>> Start INPUT RECORDS

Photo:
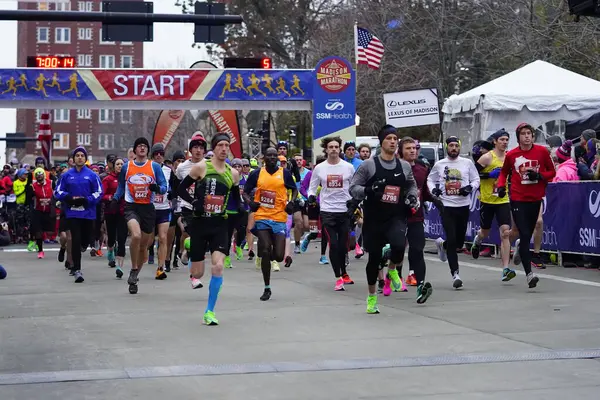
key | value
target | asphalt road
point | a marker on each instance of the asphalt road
(490, 340)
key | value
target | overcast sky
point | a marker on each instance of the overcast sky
(171, 48)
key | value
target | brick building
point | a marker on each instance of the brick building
(100, 131)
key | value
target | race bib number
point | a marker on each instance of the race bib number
(140, 192)
(335, 181)
(453, 188)
(391, 194)
(267, 198)
(214, 204)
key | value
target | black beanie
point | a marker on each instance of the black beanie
(218, 138)
(140, 141)
(386, 130)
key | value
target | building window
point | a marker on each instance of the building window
(84, 114)
(84, 33)
(62, 115)
(84, 139)
(62, 35)
(106, 141)
(63, 141)
(106, 116)
(84, 60)
(126, 117)
(85, 6)
(43, 35)
(107, 62)
(65, 5)
(126, 61)
(103, 42)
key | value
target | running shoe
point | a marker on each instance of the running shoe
(160, 274)
(239, 253)
(532, 280)
(196, 283)
(275, 266)
(358, 251)
(424, 291)
(304, 244)
(516, 255)
(508, 274)
(372, 307)
(387, 286)
(210, 319)
(78, 277)
(395, 278)
(411, 280)
(288, 262)
(266, 294)
(439, 243)
(456, 281)
(475, 249)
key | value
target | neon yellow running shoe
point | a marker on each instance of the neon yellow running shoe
(372, 307)
(210, 319)
(395, 278)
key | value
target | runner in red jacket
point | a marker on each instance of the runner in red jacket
(530, 168)
(42, 220)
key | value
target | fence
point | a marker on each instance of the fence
(571, 214)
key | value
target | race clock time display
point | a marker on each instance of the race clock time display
(51, 62)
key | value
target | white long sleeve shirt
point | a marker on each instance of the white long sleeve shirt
(451, 175)
(334, 180)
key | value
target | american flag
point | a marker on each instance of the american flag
(369, 49)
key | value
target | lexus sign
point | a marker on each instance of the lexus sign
(412, 108)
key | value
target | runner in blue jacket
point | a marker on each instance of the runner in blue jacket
(79, 190)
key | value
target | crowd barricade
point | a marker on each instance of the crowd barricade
(571, 215)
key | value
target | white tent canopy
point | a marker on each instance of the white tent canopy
(536, 93)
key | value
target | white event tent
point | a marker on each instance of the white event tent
(536, 93)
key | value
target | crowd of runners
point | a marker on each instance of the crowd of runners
(201, 204)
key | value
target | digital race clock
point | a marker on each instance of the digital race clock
(50, 62)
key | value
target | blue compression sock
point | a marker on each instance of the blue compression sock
(213, 292)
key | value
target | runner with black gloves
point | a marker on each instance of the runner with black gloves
(530, 168)
(453, 179)
(390, 195)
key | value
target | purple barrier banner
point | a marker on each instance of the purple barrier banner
(570, 211)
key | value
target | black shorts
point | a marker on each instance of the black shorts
(488, 211)
(42, 222)
(163, 216)
(208, 233)
(144, 214)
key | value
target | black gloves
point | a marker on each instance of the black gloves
(289, 208)
(254, 206)
(502, 192)
(465, 190)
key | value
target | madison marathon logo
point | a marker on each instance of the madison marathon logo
(594, 203)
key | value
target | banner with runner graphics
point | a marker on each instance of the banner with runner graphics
(570, 211)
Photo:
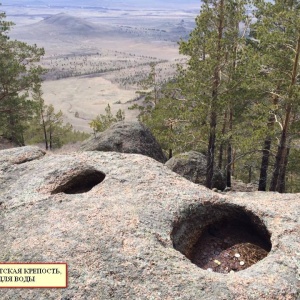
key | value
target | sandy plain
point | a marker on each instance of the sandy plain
(98, 57)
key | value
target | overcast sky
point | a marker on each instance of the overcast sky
(187, 3)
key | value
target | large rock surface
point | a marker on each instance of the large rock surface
(117, 238)
(192, 165)
(126, 137)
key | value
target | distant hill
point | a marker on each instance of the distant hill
(66, 22)
(106, 3)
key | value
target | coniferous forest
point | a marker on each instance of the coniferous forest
(235, 99)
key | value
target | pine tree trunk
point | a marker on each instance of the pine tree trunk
(263, 177)
(278, 179)
(44, 129)
(211, 150)
(221, 151)
(229, 152)
(262, 185)
(213, 107)
(50, 137)
(281, 181)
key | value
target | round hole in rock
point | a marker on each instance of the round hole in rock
(222, 238)
(81, 183)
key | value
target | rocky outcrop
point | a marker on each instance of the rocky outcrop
(129, 227)
(126, 137)
(192, 165)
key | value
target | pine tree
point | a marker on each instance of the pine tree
(19, 73)
(278, 33)
(212, 51)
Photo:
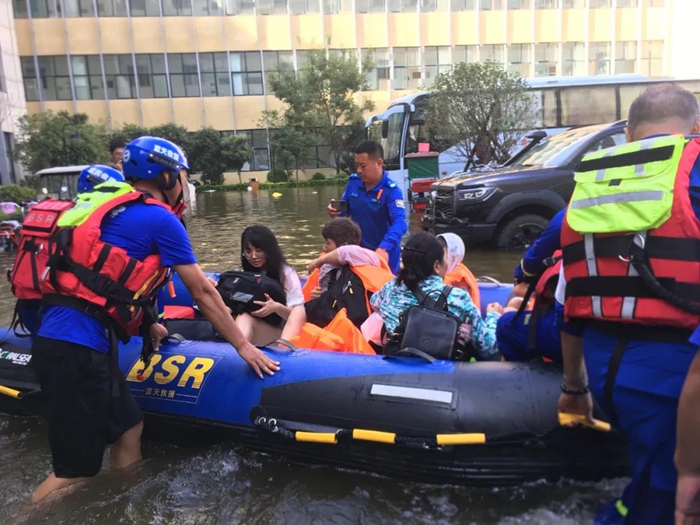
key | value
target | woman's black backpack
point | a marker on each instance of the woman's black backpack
(428, 327)
(239, 289)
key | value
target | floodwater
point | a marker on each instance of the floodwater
(228, 484)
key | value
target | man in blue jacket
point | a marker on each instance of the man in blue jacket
(376, 204)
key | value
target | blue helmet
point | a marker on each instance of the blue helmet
(148, 157)
(97, 174)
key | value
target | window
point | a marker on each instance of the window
(492, 53)
(31, 82)
(488, 5)
(378, 76)
(144, 7)
(519, 59)
(463, 54)
(429, 6)
(437, 61)
(87, 77)
(406, 73)
(184, 81)
(332, 7)
(10, 156)
(403, 6)
(653, 58)
(153, 80)
(599, 58)
(76, 8)
(246, 73)
(272, 7)
(55, 80)
(207, 8)
(20, 8)
(546, 58)
(370, 6)
(42, 8)
(119, 74)
(625, 57)
(574, 54)
(463, 5)
(239, 7)
(304, 7)
(111, 7)
(257, 140)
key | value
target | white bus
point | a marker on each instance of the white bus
(563, 102)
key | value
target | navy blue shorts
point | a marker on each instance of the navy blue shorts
(89, 404)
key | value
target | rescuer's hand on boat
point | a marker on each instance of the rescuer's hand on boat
(158, 333)
(258, 361)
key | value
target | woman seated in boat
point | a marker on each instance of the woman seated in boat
(458, 275)
(261, 254)
(344, 276)
(424, 268)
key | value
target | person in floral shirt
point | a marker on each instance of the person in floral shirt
(424, 266)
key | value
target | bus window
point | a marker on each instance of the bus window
(586, 105)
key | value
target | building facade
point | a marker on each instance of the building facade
(12, 105)
(204, 62)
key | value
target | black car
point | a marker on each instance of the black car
(511, 205)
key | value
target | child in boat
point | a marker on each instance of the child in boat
(261, 253)
(424, 267)
(341, 238)
(458, 275)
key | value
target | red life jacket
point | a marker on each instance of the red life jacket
(602, 284)
(83, 272)
(35, 246)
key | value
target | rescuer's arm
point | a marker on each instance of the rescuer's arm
(688, 449)
(212, 306)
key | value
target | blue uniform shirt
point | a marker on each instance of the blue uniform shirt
(142, 230)
(532, 264)
(381, 214)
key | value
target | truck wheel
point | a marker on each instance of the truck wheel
(519, 233)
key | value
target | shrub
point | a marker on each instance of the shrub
(277, 176)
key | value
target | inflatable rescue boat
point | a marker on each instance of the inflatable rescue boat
(437, 422)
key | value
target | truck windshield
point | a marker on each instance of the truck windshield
(555, 151)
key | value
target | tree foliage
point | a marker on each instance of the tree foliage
(481, 109)
(321, 98)
(42, 136)
(211, 155)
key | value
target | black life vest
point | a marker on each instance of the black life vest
(240, 289)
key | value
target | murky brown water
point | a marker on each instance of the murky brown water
(228, 484)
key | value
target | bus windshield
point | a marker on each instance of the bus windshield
(555, 151)
(392, 143)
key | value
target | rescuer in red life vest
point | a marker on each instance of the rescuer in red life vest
(133, 235)
(631, 282)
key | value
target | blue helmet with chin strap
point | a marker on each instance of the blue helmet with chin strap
(148, 157)
(97, 174)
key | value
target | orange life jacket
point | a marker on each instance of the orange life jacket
(462, 277)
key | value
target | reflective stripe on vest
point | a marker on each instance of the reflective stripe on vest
(626, 188)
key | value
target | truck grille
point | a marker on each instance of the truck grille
(444, 206)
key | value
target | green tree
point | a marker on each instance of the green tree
(235, 152)
(322, 97)
(290, 145)
(50, 139)
(481, 109)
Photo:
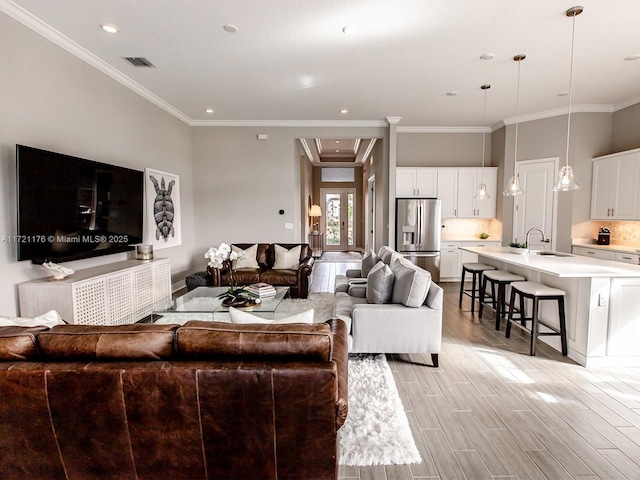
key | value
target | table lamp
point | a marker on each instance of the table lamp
(315, 213)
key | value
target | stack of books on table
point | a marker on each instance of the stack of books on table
(262, 290)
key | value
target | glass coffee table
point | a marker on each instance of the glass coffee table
(203, 303)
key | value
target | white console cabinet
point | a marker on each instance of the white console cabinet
(113, 294)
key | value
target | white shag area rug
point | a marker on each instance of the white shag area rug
(377, 430)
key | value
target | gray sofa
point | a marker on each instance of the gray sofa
(403, 324)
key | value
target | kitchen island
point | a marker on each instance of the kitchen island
(602, 302)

>> End INPUT RECORDS

## PROBLEM
Pick out every line of the entries that contains the word "outcrop", and copy each one.

## RESPONSE TO THE EXERCISE
target | rocky outcrop
point | a marker on each instance of the rocky outcrop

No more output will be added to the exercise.